Every line in the entries that holds "headset" should be identified and copied.

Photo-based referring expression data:
○ ○ ○ ○ ○ ○ ○

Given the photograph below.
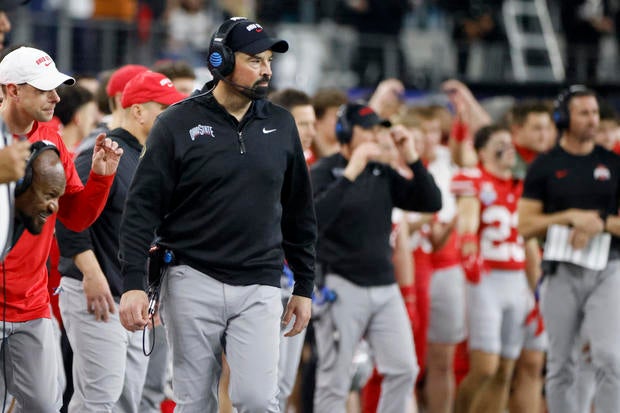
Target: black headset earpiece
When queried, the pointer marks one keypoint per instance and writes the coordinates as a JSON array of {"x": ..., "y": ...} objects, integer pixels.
[
  {"x": 561, "y": 114},
  {"x": 35, "y": 150},
  {"x": 221, "y": 61},
  {"x": 343, "y": 127}
]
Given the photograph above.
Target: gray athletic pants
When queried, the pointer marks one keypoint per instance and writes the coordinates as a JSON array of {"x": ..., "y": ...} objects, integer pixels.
[
  {"x": 109, "y": 366},
  {"x": 379, "y": 315},
  {"x": 571, "y": 298},
  {"x": 290, "y": 356},
  {"x": 200, "y": 314},
  {"x": 31, "y": 366},
  {"x": 156, "y": 374}
]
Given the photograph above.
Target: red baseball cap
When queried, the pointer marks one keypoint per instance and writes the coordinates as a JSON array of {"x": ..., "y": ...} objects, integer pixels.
[
  {"x": 121, "y": 76},
  {"x": 150, "y": 87}
]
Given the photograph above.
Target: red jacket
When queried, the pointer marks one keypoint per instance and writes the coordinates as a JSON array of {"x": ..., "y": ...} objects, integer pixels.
[{"x": 25, "y": 268}]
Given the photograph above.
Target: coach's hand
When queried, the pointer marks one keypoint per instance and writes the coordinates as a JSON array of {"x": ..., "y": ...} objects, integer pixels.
[
  {"x": 587, "y": 221},
  {"x": 301, "y": 308},
  {"x": 134, "y": 310}
]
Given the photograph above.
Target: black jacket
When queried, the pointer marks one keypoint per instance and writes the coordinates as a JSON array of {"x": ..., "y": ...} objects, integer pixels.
[
  {"x": 231, "y": 199},
  {"x": 354, "y": 218},
  {"x": 102, "y": 236}
]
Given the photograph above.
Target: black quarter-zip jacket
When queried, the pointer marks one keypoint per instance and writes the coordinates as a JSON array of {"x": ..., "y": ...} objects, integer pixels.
[{"x": 231, "y": 199}]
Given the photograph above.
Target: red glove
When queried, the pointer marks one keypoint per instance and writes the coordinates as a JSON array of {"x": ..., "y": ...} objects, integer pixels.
[
  {"x": 408, "y": 293},
  {"x": 536, "y": 316}
]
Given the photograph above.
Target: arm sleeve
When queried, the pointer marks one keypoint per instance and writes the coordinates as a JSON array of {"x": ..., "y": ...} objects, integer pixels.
[
  {"x": 417, "y": 194},
  {"x": 329, "y": 193},
  {"x": 466, "y": 183},
  {"x": 70, "y": 242},
  {"x": 148, "y": 200},
  {"x": 299, "y": 222},
  {"x": 80, "y": 206}
]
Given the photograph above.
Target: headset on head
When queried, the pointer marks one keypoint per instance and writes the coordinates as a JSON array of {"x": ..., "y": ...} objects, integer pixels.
[
  {"x": 35, "y": 150},
  {"x": 221, "y": 61},
  {"x": 561, "y": 114},
  {"x": 344, "y": 131}
]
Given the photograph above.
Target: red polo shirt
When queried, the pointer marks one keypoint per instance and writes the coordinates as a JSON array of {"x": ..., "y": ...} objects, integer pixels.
[{"x": 27, "y": 297}]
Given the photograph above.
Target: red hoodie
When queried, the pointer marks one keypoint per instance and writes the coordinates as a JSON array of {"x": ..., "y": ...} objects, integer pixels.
[{"x": 25, "y": 268}]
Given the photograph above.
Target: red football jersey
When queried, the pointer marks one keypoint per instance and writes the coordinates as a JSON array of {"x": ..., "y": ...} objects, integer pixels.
[{"x": 501, "y": 246}]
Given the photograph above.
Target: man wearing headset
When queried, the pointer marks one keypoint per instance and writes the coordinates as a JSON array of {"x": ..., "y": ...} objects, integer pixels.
[
  {"x": 571, "y": 194},
  {"x": 224, "y": 186},
  {"x": 355, "y": 191}
]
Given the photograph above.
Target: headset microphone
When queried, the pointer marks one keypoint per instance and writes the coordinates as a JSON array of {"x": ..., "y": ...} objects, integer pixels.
[{"x": 252, "y": 93}]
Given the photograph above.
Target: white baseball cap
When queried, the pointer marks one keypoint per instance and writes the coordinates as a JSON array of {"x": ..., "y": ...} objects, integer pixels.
[{"x": 32, "y": 66}]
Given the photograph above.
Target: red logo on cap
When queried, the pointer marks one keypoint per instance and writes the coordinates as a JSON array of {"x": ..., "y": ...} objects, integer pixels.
[
  {"x": 365, "y": 111},
  {"x": 44, "y": 59}
]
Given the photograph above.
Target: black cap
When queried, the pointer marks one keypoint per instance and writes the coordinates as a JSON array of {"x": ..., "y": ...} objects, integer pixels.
[
  {"x": 364, "y": 116},
  {"x": 250, "y": 38},
  {"x": 8, "y": 5}
]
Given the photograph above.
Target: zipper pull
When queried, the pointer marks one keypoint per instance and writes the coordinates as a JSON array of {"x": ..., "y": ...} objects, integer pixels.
[{"x": 241, "y": 143}]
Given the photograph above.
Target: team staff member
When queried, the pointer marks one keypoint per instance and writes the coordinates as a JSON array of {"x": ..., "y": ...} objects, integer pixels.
[
  {"x": 91, "y": 275},
  {"x": 497, "y": 301},
  {"x": 224, "y": 184},
  {"x": 354, "y": 197},
  {"x": 574, "y": 298},
  {"x": 29, "y": 78},
  {"x": 533, "y": 133},
  {"x": 13, "y": 153},
  {"x": 299, "y": 104},
  {"x": 40, "y": 197}
]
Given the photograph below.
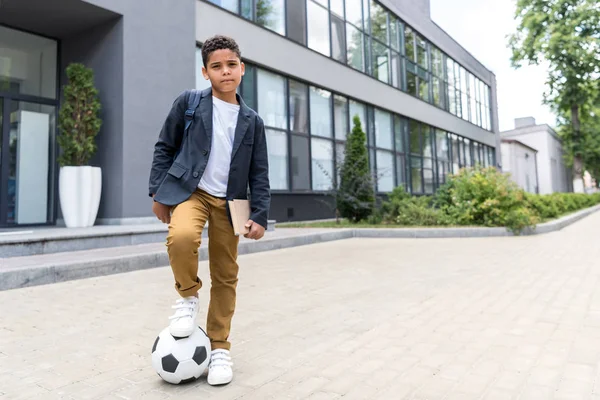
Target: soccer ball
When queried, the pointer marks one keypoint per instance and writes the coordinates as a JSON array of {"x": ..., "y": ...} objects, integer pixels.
[{"x": 181, "y": 360}]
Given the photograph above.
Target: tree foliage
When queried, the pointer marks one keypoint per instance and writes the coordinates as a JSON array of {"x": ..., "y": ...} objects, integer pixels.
[
  {"x": 355, "y": 196},
  {"x": 565, "y": 34},
  {"x": 78, "y": 119}
]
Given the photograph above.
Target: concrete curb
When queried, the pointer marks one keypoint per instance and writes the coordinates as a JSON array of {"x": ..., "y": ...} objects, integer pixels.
[{"x": 65, "y": 271}]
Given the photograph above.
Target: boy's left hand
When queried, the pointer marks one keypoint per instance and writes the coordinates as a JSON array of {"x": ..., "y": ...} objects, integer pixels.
[{"x": 257, "y": 231}]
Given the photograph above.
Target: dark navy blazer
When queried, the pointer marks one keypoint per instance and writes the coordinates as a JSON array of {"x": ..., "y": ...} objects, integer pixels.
[{"x": 179, "y": 162}]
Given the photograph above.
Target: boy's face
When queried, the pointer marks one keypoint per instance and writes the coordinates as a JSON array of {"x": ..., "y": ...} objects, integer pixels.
[{"x": 224, "y": 70}]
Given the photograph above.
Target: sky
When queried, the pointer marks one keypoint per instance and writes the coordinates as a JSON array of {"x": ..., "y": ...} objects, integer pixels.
[{"x": 482, "y": 27}]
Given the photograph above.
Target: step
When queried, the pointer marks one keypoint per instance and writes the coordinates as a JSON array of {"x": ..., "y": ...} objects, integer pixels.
[
  {"x": 25, "y": 242},
  {"x": 24, "y": 271}
]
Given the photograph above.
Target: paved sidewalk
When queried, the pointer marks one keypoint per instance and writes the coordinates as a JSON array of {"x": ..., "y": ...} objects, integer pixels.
[{"x": 488, "y": 318}]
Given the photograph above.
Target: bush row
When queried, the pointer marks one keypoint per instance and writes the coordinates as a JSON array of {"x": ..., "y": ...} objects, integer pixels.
[{"x": 479, "y": 197}]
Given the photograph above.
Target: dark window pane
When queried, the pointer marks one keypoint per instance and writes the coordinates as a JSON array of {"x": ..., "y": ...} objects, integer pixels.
[
  {"x": 355, "y": 40},
  {"x": 409, "y": 43},
  {"x": 320, "y": 112},
  {"x": 338, "y": 39},
  {"x": 336, "y": 6},
  {"x": 318, "y": 28},
  {"x": 354, "y": 12},
  {"x": 340, "y": 117},
  {"x": 399, "y": 125},
  {"x": 269, "y": 13},
  {"x": 231, "y": 5},
  {"x": 378, "y": 22},
  {"x": 415, "y": 175},
  {"x": 248, "y": 85},
  {"x": 394, "y": 39},
  {"x": 395, "y": 68},
  {"x": 383, "y": 129},
  {"x": 400, "y": 171},
  {"x": 298, "y": 107},
  {"x": 248, "y": 9},
  {"x": 299, "y": 163},
  {"x": 322, "y": 164},
  {"x": 380, "y": 62},
  {"x": 278, "y": 165},
  {"x": 428, "y": 180},
  {"x": 427, "y": 144},
  {"x": 415, "y": 137},
  {"x": 385, "y": 171},
  {"x": 296, "y": 21}
]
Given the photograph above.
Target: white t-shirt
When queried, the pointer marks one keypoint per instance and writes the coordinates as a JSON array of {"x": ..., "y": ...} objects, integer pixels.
[{"x": 215, "y": 177}]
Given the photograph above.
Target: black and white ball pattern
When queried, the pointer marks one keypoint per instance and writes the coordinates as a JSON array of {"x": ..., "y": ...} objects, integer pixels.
[{"x": 181, "y": 360}]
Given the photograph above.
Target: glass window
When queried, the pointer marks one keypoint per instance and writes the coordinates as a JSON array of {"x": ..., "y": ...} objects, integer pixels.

○ ○ ○ ○ ○ ○ ○

## Solution for this task:
Target: black headset earpiece
Target: headset on head
Target: man wearing headset
Target: headset microphone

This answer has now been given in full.